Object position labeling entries

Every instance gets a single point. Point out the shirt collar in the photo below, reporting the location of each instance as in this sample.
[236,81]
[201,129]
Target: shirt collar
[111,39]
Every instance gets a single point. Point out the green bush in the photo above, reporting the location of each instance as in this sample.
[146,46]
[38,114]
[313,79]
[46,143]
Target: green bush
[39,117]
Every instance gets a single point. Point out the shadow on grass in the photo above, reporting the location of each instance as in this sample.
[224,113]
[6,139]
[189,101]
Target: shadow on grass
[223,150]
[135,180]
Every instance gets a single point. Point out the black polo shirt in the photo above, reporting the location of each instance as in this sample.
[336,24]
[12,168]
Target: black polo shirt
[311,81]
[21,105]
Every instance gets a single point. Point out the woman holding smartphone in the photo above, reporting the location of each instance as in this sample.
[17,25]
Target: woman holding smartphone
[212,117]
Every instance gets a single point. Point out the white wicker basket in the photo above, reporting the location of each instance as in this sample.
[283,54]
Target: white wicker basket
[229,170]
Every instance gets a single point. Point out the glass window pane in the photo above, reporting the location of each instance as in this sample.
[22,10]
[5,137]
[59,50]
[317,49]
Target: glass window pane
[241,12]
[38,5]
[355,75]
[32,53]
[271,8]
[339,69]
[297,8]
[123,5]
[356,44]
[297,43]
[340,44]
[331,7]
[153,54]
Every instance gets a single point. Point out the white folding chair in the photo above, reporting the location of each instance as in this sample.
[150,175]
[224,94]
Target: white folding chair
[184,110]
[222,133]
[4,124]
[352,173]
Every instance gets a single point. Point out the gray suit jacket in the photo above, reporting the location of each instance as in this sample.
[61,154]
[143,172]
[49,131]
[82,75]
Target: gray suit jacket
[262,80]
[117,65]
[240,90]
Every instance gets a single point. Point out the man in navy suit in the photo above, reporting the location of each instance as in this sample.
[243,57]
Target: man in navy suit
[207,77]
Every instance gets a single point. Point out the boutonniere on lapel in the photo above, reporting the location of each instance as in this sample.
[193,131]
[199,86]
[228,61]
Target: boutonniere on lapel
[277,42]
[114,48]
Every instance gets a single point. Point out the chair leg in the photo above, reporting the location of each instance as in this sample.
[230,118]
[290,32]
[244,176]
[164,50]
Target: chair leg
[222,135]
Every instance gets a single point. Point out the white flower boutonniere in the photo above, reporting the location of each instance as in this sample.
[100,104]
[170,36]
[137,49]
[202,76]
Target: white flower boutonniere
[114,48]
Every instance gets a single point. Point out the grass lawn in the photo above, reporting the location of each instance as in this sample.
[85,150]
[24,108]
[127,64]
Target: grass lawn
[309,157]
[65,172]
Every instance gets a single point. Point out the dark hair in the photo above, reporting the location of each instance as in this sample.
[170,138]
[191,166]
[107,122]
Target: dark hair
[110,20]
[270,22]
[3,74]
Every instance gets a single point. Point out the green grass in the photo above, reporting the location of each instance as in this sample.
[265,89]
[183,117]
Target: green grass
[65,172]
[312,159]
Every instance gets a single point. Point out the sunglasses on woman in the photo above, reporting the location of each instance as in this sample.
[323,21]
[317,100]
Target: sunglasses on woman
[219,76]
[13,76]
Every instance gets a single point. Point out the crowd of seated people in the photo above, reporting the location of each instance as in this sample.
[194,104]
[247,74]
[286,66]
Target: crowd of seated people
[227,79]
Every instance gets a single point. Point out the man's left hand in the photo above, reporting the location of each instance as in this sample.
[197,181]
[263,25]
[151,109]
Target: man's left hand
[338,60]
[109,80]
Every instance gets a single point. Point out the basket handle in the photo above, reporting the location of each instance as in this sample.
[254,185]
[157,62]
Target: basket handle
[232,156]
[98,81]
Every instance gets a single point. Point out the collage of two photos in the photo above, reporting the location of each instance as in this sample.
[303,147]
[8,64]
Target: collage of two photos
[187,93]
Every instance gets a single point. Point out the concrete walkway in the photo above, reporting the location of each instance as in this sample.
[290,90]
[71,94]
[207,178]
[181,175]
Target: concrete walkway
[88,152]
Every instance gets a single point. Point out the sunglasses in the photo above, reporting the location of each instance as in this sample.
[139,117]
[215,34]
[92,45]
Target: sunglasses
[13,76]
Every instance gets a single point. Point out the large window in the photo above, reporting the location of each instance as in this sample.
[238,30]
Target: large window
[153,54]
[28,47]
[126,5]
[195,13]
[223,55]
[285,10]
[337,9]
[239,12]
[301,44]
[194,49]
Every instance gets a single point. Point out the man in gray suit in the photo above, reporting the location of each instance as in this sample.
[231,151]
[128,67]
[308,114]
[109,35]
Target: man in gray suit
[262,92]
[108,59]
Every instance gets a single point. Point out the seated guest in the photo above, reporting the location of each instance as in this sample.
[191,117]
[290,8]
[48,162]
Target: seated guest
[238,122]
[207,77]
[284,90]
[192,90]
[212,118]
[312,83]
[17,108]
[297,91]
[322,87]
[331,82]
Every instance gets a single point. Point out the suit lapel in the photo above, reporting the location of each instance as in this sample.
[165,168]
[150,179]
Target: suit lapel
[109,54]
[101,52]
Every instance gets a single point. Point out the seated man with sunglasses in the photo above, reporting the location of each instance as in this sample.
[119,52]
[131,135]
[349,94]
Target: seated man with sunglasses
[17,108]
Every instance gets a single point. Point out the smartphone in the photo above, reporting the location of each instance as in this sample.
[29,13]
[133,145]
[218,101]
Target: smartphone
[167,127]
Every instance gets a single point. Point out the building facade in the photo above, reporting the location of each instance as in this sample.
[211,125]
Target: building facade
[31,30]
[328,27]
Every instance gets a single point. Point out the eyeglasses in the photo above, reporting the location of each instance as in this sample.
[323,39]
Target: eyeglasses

## [WHAT THE TASK ASKS]
Rewrite the records above as a numbered list, one line per item, leaving out any blank lines.

## [FULL SOLUTION]
1. Every instance gets a single point. Point out the shirt collar in the photo below, reporting the location of each instance as in this sample.
2. [236,81]
3. [201,129]
4. Target: shirt collar
5. [111,39]
6. Every instance gets a single point. Point out the green bush in the photo above, reporting the location of each instance as in this sample.
7. [146,46]
8. [38,114]
9. [313,79]
10. [46,143]
11. Target: green bush
12. [39,117]
13. Every instance gets a single point. Point out the shadow on grass in the photo above, reporting the location of each instance as in this sample.
14. [224,113]
15. [6,139]
16. [189,101]
17. Target: shadow on grass
18. [223,150]
19. [135,180]
20. Every instance gets a single point. Point out the black polo shirt in the photo above, reporting the location of each instance as in this sample.
21. [336,24]
22. [12,168]
23. Target: black polo shirt
24. [311,81]
25. [21,105]
26. Every instance gets a single point. Point out the woman holding smartphone in the photo above, reporting the location of each instance as in this sample.
27. [17,25]
28. Target: woman holding smartphone
29. [212,117]
30. Every instance gets a single point. Point out the white wicker basket in the photo above, reporting the location of each instance as in this sample.
31. [283,54]
32. Target: white wicker basket
33. [229,170]
34. Every instance gets a single point. Point out the glass window pane in the photo above, reporting the location of each instance as in this sample.
35. [22,10]
36. [5,137]
37. [59,50]
38. [317,49]
39. Target: glass window pane
40. [241,12]
41. [38,5]
42. [355,75]
43. [32,53]
44. [271,8]
45. [339,69]
46. [297,8]
47. [123,5]
48. [356,44]
49. [297,43]
50. [340,44]
51. [331,7]
52. [153,54]
53. Every instance gets a single point. Point out the white folding chair in the photo above, reporting the location of each instance as in this sample.
54. [150,175]
55. [224,94]
56. Target: white folding chair
57. [184,110]
58. [222,133]
59. [4,124]
60. [352,173]
61. Every instance gets a single point. Point out the gray suit jacket in the photo above, reporting the location of each instance as in this sample.
62. [61,154]
63. [143,172]
64. [49,131]
65. [82,75]
66. Target: gray suit jacket
67. [262,80]
68. [117,65]
69. [240,90]
70. Every instance gets a single point. Point out the man in navy suit in the photo above, reporting the location of each instance as in this sample.
71. [243,57]
72. Target: man in navy suit
73. [207,77]
74. Every instance gets a single point. Point out the boutonniere on lapel in the photo above, reporting the location of each instance as in this sample.
75. [193,131]
76. [199,86]
77. [228,61]
78. Target: boutonniere on lapel
79. [277,42]
80. [114,48]
81. Every instance gets a single point. Point out the chair leg in the photo above, reporting the location of each instance as in this sample.
82. [230,118]
83. [290,32]
84. [244,176]
85. [164,50]
86. Target: chair leg
87. [222,135]
88. Every instance gets a single point. Point out the white flower boutonniere in the photo above, reporting the location of each instance as in this sample.
89. [100,104]
90. [170,36]
91. [137,49]
92. [202,76]
93. Target: white flower boutonniere
94. [114,48]
95. Every instance gets a single point. Point out the grass lawn in the photo above, reporting the location of each instance as in this sample.
96. [85,150]
97. [24,108]
98. [127,64]
99. Target: grass lawn
100. [309,157]
101. [65,172]
102. Every instance gets a single point. Point out the dark hair in the photo above, reporting the location of each instance as in this sample.
103. [170,138]
104. [191,166]
105. [107,122]
106. Target: dark hair
107. [110,20]
108. [270,22]
109. [3,74]
110. Every instance gets a single point. Point out the green grass in the photo above, reporting the location of each instance as in this sample.
111. [265,89]
112. [183,117]
113. Target: green grass
114. [65,172]
115. [312,159]
116. Every instance gets a single point. Point out the sunglasses on woman in the photo above, reporting the location of each instance as in this sample.
117. [323,21]
118. [317,100]
119. Target: sunglasses on woman
120. [219,76]
121. [13,76]
122. Every instance gets a single point. Point out the crowd of seated people in the photo above, reporting the location of each instance as in this sample.
123. [194,104]
124. [247,74]
125. [286,66]
126. Target: crowd of seated people
127. [227,79]
128. Every instance gets a single point. Point out the man's left hand in the photo above, reporting the location of each instance as in this sample.
129. [197,181]
130. [263,25]
131. [151,109]
132. Target: man's left hand
133. [338,60]
134. [109,80]
135. Every instance gets a single point. Point out the basket handle in the photo above, reporting the location of each instance as in this sample.
136. [254,185]
137. [157,62]
138. Target: basket handle
139. [232,156]
140. [98,81]
141. Every instance gets a single point. Point out the collage of two photos in the photo above, reporting the location of each instance as in this sample.
142. [303,147]
143. [8,64]
144. Target: collage of two photos
145. [187,93]
146. Every instance gets a single point. Point out the concrete walkway in the photo above, reporting the location of each instance as in this sample.
147. [290,90]
148. [71,94]
149. [207,178]
150. [181,175]
151. Target: concrete walkway
152. [88,152]
153. Every instance gets a single point. Point out the sunglasses in the photo above, reporting the location of each instance as in this sample.
154. [139,117]
155. [215,34]
156. [92,45]
157. Target: sunglasses
158. [13,76]
159. Every instance gets a single point. Point out the large window in the photo above, reporting the location of each instance as in this sample.
160. [238,30]
161. Target: large window
162. [153,54]
163. [28,47]
164. [126,5]
165. [195,13]
166. [223,55]
167. [285,10]
168. [337,9]
169. [239,12]
170. [301,44]
171. [194,49]
172. Every instance gets a single point. Point out the man in gray suit in the photo above, reporting the location of each instance as in this sample.
173. [231,151]
174. [128,67]
175. [308,114]
176. [109,35]
177. Target: man in gray suit
178. [262,92]
179. [108,59]
180. Every instance gets a single point. Point out the seated guest in the photo above, reporting the location of each instance as in this sample.
181. [191,117]
182. [290,8]
183. [48,162]
184. Target: seated guest
185. [238,122]
186. [207,77]
187. [284,90]
188. [192,90]
189. [212,118]
190. [312,83]
191. [17,108]
192. [297,91]
193. [322,87]
194. [331,82]
195. Every instance gets a single point. Point out the suit lapel in the photo above, reporting the location of each instance as in this sample.
196. [165,168]
197. [150,179]
198. Target: suit lapel
199. [109,54]
200. [101,52]
201. Every instance gets a single point. Point out the seated man with sunglasses in the photo above, reporting the location of each instance as in this sample.
202. [119,52]
203. [131,135]
204. [349,94]
205. Target: seated man with sunglasses
206. [17,108]
207. Every instance gets a single point. Point out the smartphone in the photo above, reporting the location of each instance as in this sample.
208. [29,13]
209. [133,145]
210. [218,101]
211. Target: smartphone
212. [167,127]
213. Every instance gets a single point. Point out the building facade in the photo above, reporting the location of each instance as in this sample.
214. [211,125]
215. Target: building facade
216. [31,30]
217. [328,27]
218. Every instance gets a single point. Point out the eyeglasses in the photo above, reporting the location of each instance as in this sample.
219. [323,39]
220. Target: eyeglasses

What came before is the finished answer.